*TASK GOAL*: Write out the lines of the entries below word for word, starting at the line that contains "the white cloud" and ending at the final line of the entries, with both of those lines included.

┄┄┄┄┄┄

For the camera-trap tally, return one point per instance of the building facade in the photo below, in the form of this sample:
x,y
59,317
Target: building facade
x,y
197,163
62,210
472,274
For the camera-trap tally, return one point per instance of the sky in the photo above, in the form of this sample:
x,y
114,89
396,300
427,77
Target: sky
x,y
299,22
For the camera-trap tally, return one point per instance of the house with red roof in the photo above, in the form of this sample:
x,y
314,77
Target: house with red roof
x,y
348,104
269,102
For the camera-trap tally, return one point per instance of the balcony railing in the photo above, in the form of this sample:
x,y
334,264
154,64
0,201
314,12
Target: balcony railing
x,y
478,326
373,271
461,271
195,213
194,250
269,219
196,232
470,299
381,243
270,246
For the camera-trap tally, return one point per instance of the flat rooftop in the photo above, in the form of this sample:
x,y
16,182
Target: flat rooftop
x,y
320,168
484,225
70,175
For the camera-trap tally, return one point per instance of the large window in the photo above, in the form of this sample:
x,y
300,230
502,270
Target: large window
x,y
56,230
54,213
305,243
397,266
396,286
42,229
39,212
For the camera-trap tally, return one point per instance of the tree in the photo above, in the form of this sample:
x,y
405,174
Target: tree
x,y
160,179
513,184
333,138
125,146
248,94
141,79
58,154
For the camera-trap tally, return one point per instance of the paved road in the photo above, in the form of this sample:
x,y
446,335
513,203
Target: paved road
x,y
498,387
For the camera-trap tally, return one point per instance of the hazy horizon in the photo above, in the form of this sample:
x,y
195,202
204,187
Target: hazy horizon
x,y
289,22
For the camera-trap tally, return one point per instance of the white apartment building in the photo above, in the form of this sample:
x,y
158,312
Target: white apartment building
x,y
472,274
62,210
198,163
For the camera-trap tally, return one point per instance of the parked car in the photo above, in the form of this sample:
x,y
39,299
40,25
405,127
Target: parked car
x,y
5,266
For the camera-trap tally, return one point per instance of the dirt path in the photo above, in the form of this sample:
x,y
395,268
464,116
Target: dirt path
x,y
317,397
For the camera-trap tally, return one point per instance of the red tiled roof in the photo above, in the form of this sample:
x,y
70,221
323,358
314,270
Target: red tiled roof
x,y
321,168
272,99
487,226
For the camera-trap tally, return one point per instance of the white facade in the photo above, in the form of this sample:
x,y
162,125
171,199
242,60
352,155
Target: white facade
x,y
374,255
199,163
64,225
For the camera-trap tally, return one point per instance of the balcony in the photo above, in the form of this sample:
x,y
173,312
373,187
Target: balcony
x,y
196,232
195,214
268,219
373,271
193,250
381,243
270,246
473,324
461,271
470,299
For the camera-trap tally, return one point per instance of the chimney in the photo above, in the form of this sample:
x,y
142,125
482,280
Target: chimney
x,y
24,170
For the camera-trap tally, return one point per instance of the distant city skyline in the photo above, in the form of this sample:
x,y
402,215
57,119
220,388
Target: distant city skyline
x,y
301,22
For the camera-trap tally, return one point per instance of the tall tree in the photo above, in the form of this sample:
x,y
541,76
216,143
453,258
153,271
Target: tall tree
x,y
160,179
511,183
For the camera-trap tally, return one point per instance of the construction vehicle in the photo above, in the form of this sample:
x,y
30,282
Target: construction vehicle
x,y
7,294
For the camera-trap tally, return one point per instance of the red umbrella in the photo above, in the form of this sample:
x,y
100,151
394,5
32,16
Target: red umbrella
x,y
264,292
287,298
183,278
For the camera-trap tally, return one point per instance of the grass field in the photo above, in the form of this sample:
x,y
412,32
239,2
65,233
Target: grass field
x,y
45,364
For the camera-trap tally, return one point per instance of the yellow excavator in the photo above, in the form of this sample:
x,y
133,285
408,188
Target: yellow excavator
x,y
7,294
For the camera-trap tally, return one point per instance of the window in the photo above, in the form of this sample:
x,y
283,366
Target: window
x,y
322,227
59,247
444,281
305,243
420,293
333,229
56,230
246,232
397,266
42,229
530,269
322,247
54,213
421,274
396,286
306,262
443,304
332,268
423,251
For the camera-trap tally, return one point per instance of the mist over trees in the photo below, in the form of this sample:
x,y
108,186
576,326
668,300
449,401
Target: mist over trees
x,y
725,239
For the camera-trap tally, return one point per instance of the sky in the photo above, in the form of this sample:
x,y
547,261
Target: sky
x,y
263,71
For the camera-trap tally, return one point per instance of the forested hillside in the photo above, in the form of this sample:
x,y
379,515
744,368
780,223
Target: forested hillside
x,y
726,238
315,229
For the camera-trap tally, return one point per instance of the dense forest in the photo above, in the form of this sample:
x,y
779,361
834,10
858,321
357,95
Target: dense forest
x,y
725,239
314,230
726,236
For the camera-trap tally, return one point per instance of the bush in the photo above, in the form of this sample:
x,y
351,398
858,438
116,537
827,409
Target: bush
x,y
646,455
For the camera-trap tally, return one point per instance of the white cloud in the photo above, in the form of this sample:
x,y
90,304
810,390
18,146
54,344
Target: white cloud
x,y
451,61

┄┄┄┄┄┄

*SOLUTION TO THIS PROBLEM*:
For the camera-trap tally, return one point per instance of the white cloud in the photo above, in the form of this sample:
x,y
90,304
810,390
18,146
54,344
Target: white cloud
x,y
451,61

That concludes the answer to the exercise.